## [ABOUT THIS TASK]
In the passage on eSports, what tradeoff did sociologist Roger Caillois see in playing games? Answer in one to three sentences.

Last Updated on March 12, 2019 by
Originally published in Contour, March 2017, the magazine of the American Student Dental Association. Learn more at ASDAnet.org/contour.
During a state visit in 2011, Barack Obama was greeted by Poland’s Prime Minister Donald Tusk, who then handed him a video game. “The Witcher 2” was developed in Poland, and Obama explained it as “a great example of Poland’s place in the new global economy.” The list of video games name-dropped by a head of state is, not surprisingly, short. Most media outlets didn’t report on the gesture, but its impact was tremendous in the gaming community.
Benefits, growth of eSports
Today, thousands of fans pack into an arena with bellowing commentators and post-match interviews. ESPN, TBS, and TNT have contracts to broadcast multiplayer gaming events on live television. eSports is still in its infancy, but it’s growing rapidly, and so are the prize purses. Research firm Newzoo reports the international eSport market for 2015 was $325 million and projects a $463-million market in 2016.
Sociologist Roger Caillois predicated this discussion in his 1961 book, “Man, Play, Games.” He observed that playing games is “an occasion of pure waste: waste of time, energy, ingenuity, skill and often money… [but also a] source of joy and amusement,” offering “an escape from responsibility and routine.” Caillois unknowingly understated that tradeoff.

## [DATA]

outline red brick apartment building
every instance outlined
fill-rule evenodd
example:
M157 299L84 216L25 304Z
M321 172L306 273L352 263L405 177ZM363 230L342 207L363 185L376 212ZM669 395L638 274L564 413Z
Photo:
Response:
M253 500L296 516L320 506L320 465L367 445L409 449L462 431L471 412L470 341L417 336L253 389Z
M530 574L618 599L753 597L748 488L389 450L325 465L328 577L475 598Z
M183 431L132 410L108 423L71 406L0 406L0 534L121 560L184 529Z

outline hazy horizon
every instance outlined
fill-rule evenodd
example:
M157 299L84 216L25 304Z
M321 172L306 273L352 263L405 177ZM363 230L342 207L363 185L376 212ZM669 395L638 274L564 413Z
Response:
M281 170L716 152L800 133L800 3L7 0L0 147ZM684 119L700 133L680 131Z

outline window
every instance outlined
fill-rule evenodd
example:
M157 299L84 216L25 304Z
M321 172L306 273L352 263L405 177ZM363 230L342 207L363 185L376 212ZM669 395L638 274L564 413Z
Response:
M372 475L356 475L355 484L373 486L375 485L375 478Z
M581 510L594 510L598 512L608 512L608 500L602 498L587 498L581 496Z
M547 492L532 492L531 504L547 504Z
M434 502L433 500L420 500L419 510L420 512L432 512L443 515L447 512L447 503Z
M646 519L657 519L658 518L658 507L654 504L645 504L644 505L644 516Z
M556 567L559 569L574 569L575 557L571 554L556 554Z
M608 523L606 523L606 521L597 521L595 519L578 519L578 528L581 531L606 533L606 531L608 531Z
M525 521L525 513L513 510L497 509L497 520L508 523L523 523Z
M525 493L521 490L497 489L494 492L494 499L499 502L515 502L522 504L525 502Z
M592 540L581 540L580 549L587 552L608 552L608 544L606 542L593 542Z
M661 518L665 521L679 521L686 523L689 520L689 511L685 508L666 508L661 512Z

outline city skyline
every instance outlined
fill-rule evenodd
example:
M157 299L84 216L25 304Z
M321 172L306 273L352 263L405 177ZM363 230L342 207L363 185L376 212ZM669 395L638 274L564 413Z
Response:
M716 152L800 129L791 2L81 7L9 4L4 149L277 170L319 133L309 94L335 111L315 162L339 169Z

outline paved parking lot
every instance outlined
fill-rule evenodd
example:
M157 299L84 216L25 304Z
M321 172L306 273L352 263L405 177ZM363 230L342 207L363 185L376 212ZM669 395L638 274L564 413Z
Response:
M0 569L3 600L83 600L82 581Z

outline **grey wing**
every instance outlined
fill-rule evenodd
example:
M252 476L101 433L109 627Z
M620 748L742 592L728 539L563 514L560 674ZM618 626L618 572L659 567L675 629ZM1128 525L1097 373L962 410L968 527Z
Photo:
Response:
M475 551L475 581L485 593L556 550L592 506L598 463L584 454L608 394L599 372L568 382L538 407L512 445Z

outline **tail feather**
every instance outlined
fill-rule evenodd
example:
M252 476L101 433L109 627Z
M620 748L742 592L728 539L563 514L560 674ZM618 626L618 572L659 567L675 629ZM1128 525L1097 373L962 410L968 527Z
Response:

## [EXERCISE SOLUTION]
Caillois saw playing games as "an occasion of pure waste" of time, energy, ingenuity, skill and often money. He also saw it as a "source of joy and amusement" that offers "an escape from responsibility and routine."